***** Dataset content *****

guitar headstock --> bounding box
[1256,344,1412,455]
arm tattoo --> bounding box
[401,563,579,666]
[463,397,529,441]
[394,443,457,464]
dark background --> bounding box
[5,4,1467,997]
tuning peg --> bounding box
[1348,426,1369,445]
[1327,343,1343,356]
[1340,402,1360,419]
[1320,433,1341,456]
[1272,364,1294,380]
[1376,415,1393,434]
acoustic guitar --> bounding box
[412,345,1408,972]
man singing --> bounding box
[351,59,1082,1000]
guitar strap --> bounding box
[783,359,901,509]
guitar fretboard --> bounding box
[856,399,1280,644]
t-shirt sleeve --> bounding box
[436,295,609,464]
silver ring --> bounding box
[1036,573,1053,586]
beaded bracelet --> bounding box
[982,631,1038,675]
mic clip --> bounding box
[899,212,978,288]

*****

> [What you will do]:
What you return should match every line above exactly.

> [Final answer]:
guitar headstock --> bounding box
[1256,344,1412,455]
arm tattoo --> bounding box
[401,563,579,666]
[463,397,529,441]
[394,443,457,464]
dark background --> bounding box
[5,4,1467,997]
tuning peg --> bounding box
[1348,426,1369,445]
[1327,343,1343,356]
[1340,402,1360,419]
[1320,433,1341,456]
[1272,364,1294,380]
[1376,415,1393,434]
acoustic guitar --> bounding box
[412,345,1408,972]
man singing --> bounding box
[351,59,1082,1000]
guitar strap --> bounding box
[783,359,901,509]
guitar fretboard --> bounding box
[856,399,1280,644]
t-shirt sleeve --> bounding box
[436,295,609,464]
silver ring --> bounding box
[1036,573,1053,586]
beaded bracelet --> bounding box
[982,631,1038,675]
mic clip --> bounding box
[899,212,978,288]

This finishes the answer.